=== 取り組む課題 ===
以下の一覧に出てくる「Species-survey task」をすべて「Labeling task」に差し替え、それ以外は一切変えずに一覧全体を書き出す。

=== 提供された一覧 ===
■ ■ ■

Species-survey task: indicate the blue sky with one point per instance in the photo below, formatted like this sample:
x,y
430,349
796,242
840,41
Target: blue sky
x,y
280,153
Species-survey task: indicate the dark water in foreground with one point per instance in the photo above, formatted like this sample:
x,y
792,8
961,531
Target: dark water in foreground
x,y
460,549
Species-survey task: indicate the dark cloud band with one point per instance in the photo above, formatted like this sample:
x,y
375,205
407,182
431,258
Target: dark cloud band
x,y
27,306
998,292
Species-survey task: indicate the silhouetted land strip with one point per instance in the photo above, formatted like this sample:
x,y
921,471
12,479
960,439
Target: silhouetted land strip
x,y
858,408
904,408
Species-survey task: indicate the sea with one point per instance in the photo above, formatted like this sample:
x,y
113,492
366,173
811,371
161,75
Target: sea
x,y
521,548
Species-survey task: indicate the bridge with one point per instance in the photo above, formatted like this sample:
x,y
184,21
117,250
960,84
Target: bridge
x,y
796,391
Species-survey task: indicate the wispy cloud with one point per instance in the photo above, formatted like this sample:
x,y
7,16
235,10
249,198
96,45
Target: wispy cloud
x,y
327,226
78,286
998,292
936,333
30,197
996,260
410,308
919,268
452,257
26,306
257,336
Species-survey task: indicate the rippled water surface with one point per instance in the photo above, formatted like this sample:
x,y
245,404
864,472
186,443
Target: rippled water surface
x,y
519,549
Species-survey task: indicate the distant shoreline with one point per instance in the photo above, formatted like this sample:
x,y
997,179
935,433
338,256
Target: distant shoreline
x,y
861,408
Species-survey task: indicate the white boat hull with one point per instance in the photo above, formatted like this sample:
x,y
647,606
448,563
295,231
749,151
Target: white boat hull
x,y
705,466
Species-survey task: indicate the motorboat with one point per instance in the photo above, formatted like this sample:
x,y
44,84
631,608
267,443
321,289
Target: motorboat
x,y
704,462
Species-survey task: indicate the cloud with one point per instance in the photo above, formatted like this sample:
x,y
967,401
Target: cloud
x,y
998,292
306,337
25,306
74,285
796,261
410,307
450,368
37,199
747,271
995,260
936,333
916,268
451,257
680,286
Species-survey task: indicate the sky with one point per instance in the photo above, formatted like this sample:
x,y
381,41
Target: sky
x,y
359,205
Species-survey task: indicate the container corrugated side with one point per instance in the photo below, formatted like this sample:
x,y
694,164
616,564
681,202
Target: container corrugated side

■ ■ ■

=== 課題の出力 ===
Labeling task: indicate the blue sky with one point per instance in the photo below, formatted like this sample:
x,y
430,349
796,242
840,41
Target: blue sky
x,y
280,153
Labeling task: indicate the dark water in foreground with one point per instance in the photo above, formatted like this sample:
x,y
792,8
961,531
Target: dark water in foreground
x,y
460,549
Labeling task: indicate the dark cloud band with one point per instance in the photo above, formatted like this sample:
x,y
375,205
407,182
431,258
Target: dark cloud band
x,y
27,306
998,292
Labeling task: indicate the silhouetted land strip with one point per instance in the photo above, formatted like this sample:
x,y
921,471
12,479
960,439
Target: silhouetted land strip
x,y
858,408
904,408
Labeling task: indicate the sea with one point per instance in the photo above, formatted like this sample:
x,y
113,492
366,173
811,371
161,75
Target: sea
x,y
521,548
Labeling task: indicate the bridge with one point per instance in the photo above, formatted like this sample:
x,y
184,21
117,250
960,84
Target: bridge
x,y
796,391
Labeling task: indicate the wispy cloud with one point per instance in the photo above, formatted like this sample:
x,y
7,16
235,10
249,198
96,45
Target: wispy cloud
x,y
327,226
78,286
998,292
936,333
30,197
996,260
410,308
919,268
452,257
26,306
257,336
Labeling task: indicate the rippled water surface with one point per instance in the photo above, formatted like this sample:
x,y
245,404
864,472
186,443
Target: rippled water surface
x,y
519,549
Labeling task: indicate the distant shoreline with one point per instance in the photo above, formatted like this sample:
x,y
997,179
935,433
338,256
Target: distant shoreline
x,y
861,408
Labeling task: indicate the white boat hull with one point per instance in the photo above, formatted like this sample:
x,y
647,606
448,563
295,231
749,151
Target: white boat hull
x,y
705,466
Labeling task: indicate the motorboat with one point per instance in the photo above, formatted like this sample:
x,y
44,84
631,608
267,443
321,289
Target: motorboat
x,y
704,462
Labeling task: indicate the cloud with one point per instance in the photo above, formatted like this sample:
x,y
967,401
Target: cloud
x,y
998,292
306,337
25,306
74,285
796,261
410,307
450,368
37,199
747,271
995,260
936,333
916,268
451,257
680,286
Labeling task: indicate the sky with one point per instance in the photo above, formatted like this sample:
x,y
381,41
Target: sky
x,y
359,205
Labeling task: indicate the container corrugated side with one point per instance in the photo below, formatted like this sample:
x,y
694,164
616,564
681,202
Target: container corrugated side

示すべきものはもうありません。